This Digital Campaign Agreement (“Agreement” or “Digital Campaign Agreement” or “SEO Agreement”) is entered into by and between eCuras LLC, a New Jersey limited liability company (“eCuras LLC” or “eCuras” or “Company”) and you (“Client” or “Customer” or “You”), and is made effective as of the date of electronic acceptance. This Digital Campaign Agreement provides for eCuras LLC’s development and execution of a search engine optimization and marketing strategy (“Services”) for the Client, and represents the entire agreement between you and eCuras LLC concerning the subject matter hereof.
eCuras reserves the right, in its sole and absolute discretion, to change or modify this Agreement, any policies or agreements which are incorporated herein, and any limits or restrictions on the Services, at any time, and such changes or modifications shall be effective immediately upon posting to this website (“Site”). If you do not agree to be bound by this Agreement and any Service limitations as last revised, do not continue to use the Services or Site. We may occasionally notify you of changes or modifications to this Agreement by email. It is therefore very important that you keep your account information current. eCuras is not responsible and assumes no liability or responsibility for your failure to receive an email notification if such failure results from an inaccurate or outdated account information.
This Agreement constitutes the entire agreement between the parties concerning the subject matter herein and supersedes all prior understandings and agreements between the parties, whether written or oral, regarding the subject matter herein. Any of the provisions of this Agreement which are determined to be invalid or unenforceable in any jurisdiction shall be ineffective to the extent of such invalidity or unenforceability in such jurisdiction, without rendering invalid or unenforceable the remaining provisions hereof or affecting the validity or unenforceability of any of the terms of this Agreement in any other jurisdiction. A waiver by either party of a breach or violation of any provision of this Agreement will not constitute or be construed as a waiver of any subsequent breach or violation of that provision or as a waiver of any breach or violation of any other provision of this Agreement. The headings contained in this Agreement are for convenience only and shall not affect meaning or interpretation of this Agreement.

▶ _Raw records_:

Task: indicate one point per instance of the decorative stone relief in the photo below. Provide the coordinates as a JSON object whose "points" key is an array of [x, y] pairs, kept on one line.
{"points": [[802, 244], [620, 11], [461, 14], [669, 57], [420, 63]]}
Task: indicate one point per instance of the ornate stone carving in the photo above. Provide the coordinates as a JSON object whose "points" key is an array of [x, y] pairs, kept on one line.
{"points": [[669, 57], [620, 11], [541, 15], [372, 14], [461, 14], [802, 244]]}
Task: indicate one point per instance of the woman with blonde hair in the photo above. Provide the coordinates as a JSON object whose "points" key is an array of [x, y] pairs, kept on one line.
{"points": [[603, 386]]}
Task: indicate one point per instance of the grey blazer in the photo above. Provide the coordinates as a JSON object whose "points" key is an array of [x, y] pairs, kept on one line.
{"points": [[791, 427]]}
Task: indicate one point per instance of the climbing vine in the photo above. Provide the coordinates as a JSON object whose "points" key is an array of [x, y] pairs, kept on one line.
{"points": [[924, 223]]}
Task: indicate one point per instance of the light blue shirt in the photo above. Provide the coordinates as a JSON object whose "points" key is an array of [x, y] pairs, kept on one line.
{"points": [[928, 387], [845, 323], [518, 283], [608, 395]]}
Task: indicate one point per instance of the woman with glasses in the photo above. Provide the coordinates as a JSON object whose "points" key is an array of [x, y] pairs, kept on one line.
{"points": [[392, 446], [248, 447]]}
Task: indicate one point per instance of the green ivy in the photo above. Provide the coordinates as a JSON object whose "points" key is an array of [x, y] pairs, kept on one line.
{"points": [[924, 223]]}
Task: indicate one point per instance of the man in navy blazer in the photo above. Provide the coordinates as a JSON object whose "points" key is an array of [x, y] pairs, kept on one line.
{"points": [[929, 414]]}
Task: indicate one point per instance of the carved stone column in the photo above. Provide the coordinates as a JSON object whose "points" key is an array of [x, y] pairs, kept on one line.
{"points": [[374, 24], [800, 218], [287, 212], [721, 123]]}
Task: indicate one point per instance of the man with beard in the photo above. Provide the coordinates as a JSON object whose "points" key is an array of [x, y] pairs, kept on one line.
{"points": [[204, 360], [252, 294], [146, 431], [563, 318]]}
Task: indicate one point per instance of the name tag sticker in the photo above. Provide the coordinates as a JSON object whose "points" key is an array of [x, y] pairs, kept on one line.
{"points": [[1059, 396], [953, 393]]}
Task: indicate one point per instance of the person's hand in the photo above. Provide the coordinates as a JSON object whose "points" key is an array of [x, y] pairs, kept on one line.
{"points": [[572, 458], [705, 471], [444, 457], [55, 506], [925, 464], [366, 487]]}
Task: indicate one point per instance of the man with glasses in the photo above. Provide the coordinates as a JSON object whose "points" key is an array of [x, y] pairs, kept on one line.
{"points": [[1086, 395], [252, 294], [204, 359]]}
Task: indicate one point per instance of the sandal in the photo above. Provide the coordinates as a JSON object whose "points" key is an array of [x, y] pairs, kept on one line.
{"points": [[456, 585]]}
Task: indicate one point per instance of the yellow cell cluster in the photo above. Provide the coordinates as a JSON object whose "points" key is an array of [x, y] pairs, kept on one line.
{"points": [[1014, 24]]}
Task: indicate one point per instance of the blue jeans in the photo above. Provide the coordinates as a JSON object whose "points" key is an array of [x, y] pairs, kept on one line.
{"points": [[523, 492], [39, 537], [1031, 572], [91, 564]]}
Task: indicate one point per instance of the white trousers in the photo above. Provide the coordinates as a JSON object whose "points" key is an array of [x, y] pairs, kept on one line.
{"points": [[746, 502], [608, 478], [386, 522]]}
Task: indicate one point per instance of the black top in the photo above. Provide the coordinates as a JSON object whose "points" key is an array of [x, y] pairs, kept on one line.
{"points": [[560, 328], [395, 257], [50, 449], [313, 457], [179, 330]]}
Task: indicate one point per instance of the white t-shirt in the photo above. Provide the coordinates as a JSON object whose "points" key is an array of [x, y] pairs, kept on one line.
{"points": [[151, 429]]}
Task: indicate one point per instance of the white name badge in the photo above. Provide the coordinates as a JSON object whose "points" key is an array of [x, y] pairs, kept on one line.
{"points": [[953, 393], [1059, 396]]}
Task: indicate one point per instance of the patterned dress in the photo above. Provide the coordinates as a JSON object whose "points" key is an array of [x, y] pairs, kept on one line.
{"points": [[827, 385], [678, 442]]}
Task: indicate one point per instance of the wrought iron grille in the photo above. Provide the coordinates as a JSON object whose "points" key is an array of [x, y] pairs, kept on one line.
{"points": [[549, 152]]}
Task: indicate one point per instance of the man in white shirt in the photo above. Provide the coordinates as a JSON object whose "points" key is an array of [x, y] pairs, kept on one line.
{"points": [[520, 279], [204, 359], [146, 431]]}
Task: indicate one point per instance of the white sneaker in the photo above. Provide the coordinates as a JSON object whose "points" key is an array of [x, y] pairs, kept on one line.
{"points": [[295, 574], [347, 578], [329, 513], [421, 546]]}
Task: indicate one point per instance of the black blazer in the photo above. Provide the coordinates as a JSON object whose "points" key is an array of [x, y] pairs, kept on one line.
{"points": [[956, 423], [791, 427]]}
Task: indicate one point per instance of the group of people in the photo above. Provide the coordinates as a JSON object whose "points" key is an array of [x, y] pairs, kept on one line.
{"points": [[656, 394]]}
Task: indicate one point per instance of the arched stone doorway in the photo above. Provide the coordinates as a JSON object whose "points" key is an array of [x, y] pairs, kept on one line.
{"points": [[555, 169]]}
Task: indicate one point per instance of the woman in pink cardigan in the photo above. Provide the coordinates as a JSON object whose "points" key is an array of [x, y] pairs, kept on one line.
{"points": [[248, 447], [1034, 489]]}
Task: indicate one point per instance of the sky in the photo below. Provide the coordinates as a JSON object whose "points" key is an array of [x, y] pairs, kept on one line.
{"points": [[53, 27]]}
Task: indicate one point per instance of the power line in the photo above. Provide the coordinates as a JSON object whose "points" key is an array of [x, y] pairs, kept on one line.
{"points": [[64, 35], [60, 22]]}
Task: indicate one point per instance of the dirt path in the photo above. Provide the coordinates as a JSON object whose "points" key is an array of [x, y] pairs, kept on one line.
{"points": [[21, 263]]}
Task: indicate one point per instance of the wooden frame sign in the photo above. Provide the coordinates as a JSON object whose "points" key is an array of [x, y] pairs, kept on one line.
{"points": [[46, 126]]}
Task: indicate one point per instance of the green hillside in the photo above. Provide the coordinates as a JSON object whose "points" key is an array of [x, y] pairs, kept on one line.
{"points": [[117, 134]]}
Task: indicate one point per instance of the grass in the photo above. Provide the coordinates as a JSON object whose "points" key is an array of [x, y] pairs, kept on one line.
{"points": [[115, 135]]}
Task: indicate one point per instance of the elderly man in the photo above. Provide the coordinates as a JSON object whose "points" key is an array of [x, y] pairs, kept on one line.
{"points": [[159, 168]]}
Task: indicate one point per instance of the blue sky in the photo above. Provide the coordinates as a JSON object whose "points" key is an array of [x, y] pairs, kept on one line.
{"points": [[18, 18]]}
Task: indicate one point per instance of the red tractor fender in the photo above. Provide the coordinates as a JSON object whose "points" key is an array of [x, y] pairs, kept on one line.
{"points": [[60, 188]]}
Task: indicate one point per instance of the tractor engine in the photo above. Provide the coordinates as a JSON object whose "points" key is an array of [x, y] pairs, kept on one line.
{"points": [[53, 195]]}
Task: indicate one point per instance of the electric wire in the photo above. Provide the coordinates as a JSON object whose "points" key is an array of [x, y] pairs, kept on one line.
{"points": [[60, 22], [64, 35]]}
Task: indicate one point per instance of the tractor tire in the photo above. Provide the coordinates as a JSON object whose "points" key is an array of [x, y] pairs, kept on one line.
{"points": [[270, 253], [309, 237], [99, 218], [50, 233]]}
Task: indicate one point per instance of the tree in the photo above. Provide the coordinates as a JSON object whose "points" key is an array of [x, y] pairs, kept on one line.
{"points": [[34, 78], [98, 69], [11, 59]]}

▶ _The tasks_:
(A) Reproduce word for word the passage of the digital campaign agreement between "eCuras reserves the" and "outdated account information.", inclusive.
(B) Rescale the records from the line holding "Task: indicate one point per instance of the red" through the end of the records, inclusive. Write those lines out again with the requests included, multiplying every answer coordinate by 0.75 and rounding to whole numbers with halves rounded up.
The records are unrelated to the digital campaign agreement.

▶ _Solutions for each task_:
(A)
eCuras reserves the right, in its sole and absolute discretion, to change or modify this Agreement, any policies or agreements which are incorporated herein, and any limits or restrictions on the Services, at any time, and such changes or modifications shall be effective immediately upon posting to this website (“Site”). If you do not agree to be bound by this Agreement and any Service limitations as last revised, do not continue to use the Services or Site. We may occasionally notify you of changes or modifications to this Agreement by email. It is therefore very important that you keep your account information current. eCuras is not responsible and assumes no liability or responsibility for your failure to receive an email notification if such failure results from an inaccurate or outdated account information.

(B)
Task: indicate one point per instance of the red tractor fender in the photo above. Provide the coordinates as a JSON object whose "points" key is an array of [x, y] pairs, kept on one line.
{"points": [[45, 141]]}
Task: indicate one point per instance of the tractor engine in the photo above. Provide the coordinates as a JSON object whose "points" key is an array of [x, y] pairs, kept on one line.
{"points": [[40, 146]]}
Task: indicate one point per instance of the electric wire in the photo above. Provide the coordinates as a JSON object whose "points" key is an array of [x, y] pairs, kept on one line.
{"points": [[45, 17], [48, 26]]}
Task: indicate one point per instance of the tractor tire in the photo above. Provide the coordinates as a JSON object whose "points" key is an array of [x, y] pairs, kept on one line.
{"points": [[203, 190], [232, 178], [74, 164], [38, 175]]}
Task: indicate one point per instance of the tree in the photo above. Provide the coordinates as a JSON object whose "points" key is an array of [x, y] pairs, kept on one line.
{"points": [[26, 59], [74, 52], [8, 44]]}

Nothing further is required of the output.